## start Exercise material

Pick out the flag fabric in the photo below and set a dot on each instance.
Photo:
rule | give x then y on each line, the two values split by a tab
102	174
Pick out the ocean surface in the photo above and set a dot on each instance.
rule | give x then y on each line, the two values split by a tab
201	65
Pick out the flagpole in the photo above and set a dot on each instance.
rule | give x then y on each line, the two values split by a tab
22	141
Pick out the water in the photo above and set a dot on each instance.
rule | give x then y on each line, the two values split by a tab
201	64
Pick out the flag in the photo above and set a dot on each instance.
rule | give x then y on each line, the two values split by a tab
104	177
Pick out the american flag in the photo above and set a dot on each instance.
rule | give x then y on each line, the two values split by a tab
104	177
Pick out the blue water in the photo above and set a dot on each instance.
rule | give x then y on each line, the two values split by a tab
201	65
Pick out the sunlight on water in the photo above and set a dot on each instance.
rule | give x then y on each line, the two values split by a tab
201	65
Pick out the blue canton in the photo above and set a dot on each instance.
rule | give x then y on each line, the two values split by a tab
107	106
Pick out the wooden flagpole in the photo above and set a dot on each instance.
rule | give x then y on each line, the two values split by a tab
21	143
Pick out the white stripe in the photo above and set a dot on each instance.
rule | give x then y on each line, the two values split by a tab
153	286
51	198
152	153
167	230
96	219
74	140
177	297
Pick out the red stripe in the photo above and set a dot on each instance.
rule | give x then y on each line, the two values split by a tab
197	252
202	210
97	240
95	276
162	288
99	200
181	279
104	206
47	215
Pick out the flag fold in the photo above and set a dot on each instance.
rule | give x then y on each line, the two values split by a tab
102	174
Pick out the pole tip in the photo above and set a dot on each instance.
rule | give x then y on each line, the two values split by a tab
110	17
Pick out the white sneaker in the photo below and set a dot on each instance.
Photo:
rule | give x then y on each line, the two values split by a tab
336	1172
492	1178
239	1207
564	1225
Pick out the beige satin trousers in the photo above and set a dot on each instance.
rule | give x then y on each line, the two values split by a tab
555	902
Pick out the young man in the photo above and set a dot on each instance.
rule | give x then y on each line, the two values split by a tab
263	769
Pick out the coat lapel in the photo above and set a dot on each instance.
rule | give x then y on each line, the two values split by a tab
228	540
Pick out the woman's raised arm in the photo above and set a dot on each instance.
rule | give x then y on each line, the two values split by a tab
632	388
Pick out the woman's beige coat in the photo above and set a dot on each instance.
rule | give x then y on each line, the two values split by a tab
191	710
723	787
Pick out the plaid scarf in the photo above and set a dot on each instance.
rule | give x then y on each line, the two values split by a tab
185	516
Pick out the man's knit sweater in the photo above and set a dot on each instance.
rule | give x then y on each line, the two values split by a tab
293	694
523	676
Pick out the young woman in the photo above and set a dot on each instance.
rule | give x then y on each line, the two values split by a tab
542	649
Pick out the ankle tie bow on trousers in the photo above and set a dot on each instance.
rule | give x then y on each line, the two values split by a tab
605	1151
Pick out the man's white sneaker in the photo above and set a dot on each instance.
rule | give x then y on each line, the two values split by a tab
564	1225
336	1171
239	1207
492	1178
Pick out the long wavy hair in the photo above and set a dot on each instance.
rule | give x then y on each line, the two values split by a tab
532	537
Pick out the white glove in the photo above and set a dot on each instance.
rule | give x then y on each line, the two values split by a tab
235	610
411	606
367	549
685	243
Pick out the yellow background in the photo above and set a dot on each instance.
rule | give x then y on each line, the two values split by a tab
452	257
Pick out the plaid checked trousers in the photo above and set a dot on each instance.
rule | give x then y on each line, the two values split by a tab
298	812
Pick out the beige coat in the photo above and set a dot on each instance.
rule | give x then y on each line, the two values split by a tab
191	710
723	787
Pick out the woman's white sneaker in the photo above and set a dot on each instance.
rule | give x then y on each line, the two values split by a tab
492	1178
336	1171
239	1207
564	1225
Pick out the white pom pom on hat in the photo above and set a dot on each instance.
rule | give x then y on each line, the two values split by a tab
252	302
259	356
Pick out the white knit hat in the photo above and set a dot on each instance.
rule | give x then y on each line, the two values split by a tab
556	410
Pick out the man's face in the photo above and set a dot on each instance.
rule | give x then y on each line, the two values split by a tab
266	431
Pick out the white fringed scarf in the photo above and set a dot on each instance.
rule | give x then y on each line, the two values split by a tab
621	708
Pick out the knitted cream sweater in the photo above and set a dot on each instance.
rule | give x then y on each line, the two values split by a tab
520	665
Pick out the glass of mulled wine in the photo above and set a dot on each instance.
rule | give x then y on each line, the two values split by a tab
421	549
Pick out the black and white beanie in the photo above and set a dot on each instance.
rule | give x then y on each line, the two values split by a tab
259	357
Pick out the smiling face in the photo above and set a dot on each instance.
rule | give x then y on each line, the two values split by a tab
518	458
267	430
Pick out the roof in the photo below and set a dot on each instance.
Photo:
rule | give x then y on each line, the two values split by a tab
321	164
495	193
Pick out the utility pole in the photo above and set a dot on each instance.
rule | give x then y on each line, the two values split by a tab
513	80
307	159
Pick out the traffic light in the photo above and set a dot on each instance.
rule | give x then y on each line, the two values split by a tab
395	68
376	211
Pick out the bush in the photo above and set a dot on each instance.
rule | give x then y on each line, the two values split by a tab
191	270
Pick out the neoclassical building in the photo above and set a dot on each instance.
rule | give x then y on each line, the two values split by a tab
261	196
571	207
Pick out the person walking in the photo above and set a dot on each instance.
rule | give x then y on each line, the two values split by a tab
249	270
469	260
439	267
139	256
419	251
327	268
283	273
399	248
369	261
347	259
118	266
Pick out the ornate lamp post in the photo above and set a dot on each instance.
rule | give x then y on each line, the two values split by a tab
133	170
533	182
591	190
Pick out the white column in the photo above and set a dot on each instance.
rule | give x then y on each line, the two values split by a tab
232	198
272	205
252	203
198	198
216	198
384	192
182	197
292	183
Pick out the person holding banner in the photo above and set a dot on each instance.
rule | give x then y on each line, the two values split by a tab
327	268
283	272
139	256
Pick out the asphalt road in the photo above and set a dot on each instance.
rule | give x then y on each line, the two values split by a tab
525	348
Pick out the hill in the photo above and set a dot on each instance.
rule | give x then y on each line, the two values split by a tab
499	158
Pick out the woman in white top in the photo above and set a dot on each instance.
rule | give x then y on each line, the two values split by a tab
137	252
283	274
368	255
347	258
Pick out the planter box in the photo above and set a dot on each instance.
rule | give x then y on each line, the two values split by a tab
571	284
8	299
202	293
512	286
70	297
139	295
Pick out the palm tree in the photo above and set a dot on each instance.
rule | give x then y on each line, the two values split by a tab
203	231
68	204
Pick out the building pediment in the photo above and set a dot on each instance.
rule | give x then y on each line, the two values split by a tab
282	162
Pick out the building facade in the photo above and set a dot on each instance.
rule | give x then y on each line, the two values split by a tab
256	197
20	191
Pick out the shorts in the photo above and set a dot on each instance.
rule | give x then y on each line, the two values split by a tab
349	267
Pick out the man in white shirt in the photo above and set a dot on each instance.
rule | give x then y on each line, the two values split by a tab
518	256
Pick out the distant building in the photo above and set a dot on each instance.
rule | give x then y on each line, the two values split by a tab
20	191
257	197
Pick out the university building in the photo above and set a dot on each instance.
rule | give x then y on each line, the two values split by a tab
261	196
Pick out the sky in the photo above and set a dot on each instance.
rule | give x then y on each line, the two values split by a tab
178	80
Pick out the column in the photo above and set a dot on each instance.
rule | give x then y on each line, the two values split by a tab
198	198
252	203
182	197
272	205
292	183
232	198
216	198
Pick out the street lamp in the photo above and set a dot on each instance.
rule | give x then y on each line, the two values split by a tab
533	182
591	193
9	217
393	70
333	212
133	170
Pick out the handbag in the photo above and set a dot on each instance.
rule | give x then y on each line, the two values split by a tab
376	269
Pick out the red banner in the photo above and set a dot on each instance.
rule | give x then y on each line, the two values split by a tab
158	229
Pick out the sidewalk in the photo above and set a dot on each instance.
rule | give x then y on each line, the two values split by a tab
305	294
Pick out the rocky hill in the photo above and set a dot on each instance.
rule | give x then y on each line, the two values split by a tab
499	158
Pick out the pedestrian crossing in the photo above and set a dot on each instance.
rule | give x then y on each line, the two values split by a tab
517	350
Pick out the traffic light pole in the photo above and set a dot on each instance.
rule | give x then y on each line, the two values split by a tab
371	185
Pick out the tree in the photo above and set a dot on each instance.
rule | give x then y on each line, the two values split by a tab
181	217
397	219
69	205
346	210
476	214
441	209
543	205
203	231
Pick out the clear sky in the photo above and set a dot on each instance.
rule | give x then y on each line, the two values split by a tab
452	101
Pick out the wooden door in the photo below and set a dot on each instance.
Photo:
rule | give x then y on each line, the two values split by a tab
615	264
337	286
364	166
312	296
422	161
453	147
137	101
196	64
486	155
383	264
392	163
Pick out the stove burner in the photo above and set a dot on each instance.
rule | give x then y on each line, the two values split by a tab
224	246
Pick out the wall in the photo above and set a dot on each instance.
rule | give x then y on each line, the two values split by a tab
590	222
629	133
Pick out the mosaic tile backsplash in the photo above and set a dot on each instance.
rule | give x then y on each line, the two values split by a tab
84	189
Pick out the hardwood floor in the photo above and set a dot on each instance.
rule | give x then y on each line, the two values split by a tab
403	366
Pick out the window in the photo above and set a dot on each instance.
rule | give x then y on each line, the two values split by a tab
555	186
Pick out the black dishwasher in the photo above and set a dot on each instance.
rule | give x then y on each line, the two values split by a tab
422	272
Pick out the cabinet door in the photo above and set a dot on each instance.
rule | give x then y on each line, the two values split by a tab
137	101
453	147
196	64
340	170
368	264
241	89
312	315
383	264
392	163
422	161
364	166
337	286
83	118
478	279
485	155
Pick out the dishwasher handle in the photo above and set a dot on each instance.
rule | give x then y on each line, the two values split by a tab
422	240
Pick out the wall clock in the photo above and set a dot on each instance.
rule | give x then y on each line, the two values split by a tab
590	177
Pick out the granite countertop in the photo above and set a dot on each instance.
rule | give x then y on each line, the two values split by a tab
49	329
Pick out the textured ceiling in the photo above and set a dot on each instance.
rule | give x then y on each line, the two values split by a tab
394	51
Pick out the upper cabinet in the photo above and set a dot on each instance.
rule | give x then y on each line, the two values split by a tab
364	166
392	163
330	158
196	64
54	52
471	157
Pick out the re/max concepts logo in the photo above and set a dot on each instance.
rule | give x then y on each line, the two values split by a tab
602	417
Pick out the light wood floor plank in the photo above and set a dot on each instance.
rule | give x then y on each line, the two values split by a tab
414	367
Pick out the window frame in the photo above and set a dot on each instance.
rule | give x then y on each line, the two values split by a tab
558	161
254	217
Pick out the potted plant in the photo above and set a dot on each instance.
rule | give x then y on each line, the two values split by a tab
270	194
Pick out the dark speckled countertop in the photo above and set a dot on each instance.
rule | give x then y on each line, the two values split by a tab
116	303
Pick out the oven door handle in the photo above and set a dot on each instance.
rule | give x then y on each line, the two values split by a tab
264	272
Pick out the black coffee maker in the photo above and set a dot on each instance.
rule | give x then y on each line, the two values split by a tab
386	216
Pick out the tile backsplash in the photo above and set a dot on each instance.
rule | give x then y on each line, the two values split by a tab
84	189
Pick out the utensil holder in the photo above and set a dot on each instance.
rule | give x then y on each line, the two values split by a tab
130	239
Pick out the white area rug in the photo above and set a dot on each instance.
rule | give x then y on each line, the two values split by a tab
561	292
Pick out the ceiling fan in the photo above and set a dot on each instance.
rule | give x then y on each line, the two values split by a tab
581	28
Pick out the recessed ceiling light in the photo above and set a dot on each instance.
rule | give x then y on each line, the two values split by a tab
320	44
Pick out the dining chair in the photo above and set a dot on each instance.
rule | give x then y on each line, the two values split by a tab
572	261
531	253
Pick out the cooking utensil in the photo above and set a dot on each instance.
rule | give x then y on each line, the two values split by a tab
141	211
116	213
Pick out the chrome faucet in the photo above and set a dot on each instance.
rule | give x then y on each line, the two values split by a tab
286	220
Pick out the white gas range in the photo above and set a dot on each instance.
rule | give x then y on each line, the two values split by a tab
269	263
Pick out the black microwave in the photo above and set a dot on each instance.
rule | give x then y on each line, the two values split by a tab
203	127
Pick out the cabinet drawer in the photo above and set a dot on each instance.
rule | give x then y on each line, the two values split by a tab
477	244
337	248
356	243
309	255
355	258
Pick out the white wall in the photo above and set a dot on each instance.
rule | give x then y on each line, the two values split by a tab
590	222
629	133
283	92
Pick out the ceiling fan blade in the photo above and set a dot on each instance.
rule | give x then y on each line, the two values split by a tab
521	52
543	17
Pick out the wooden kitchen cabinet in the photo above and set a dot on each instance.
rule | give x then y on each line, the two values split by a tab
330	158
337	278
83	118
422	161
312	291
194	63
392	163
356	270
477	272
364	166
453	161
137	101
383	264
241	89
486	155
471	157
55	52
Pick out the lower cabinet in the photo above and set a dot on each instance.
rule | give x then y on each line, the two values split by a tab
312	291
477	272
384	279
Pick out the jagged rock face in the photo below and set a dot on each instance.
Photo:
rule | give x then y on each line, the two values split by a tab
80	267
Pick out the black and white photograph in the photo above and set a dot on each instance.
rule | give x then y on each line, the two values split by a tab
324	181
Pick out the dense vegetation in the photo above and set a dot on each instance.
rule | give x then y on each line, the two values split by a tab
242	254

## end Exercise material

Task:
From the "Pick out the ceiling fan blade" line to the close of the listing, restate each line word for word.

In response:
Pick out the ceiling fan blade in the photo above and set a dot on each instance.
rule | give x then y on each line, the two values split by a tab
521	52
543	17
Pick out the wooden kitchen cabinet in the photo above and set a dot on each instance.
rule | give x then y on each line, the two values split by a tab
330	158
337	278
83	118
422	161
312	291
194	63
392	163
356	270
477	272
364	166
453	161
137	101
383	264
241	89
486	155
471	157
55	52
Pick out the lower cabinet in the photo above and set a dot on each instance.
rule | give x then y on each line, the two values split by a tab
312	291
477	272
384	279
Pick out the jagged rock face in the photo below and set a dot on each instance.
Photo:
rule | give x then y on each line, the two values split by a tab
80	267
Pick out the black and white photograph in the photo above and set a dot on each instance.
rule | give x then y on each line, the two values split by a tab
324	181
Pick out the dense vegetation in the photo above and set a dot on each instance.
rule | give x then y on each line, the two values split by a tab
242	254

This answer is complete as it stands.